Reproduce the Mission Earth album entry below word for word, from its first line to its last.
++++ Selected extract ++++
Soundtrack album by Edgar Winter
- Released: 1989 Copyrighted in 1985
- Genre: Space rock
- Length: 37:08
- Labels: Revenimus; Rhino;
- Producer: Edgar Winter

Edgar Winter chronology
| Standing on a Rock (1981) | Mission Earth (1989) | Not a Kid Anymore (1994) |

= Mission Earth (album) =

Soundtrack album by Edgar Winter

Mission Earth is a 1989 album by Edgar Winter based on L. Ron Hubbard's novel series of the same name with words and music credited to Hubbard. It's the second soundtrack to one of Hubbard's books, following 1982's Space Jazz, which was an L. Ron Hubbard solo project serving as the soundtrack for Battlefield Earth.
++++ Dataset content ++++
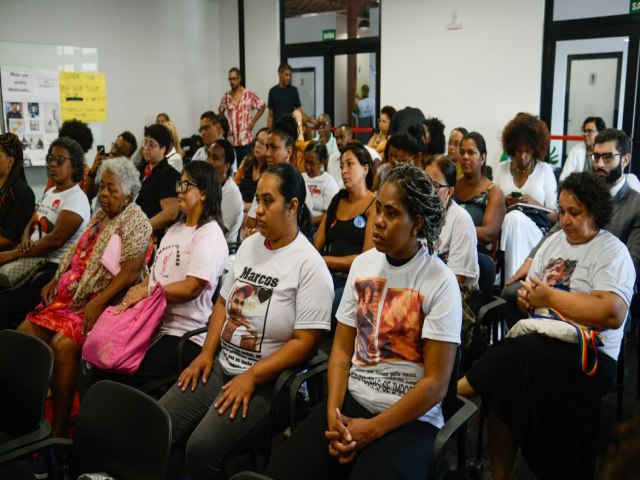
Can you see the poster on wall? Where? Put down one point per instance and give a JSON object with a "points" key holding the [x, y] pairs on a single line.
{"points": [[31, 108], [83, 96]]}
++++
Exercise result:
Soundtrack album by Edgar Winter
- Released: 1989 Copyrighted in 1985
- Genre: Space rock
- Length: 37:08
- Labels: Revenimus; Rhino;
- Producer: Edgar Winter

Edgar Winter chronology
| Standing on a Rock (1981) | Mission Earth (1989) | Not a Kid Anymore (1994) |

= Mission Earth (album) =

Soundtrack album by Edgar Winter

Mission Earth is a 1989 album by Edgar Winter based on L. Ron Hubbard's novel series of the same name with words and music credited to Hubbard. It's the second soundtrack to one of Hubbard's books, following 1982's Space Jazz, which was an L. Ron Hubbard solo project serving as the soundtrack for Battlefield Earth.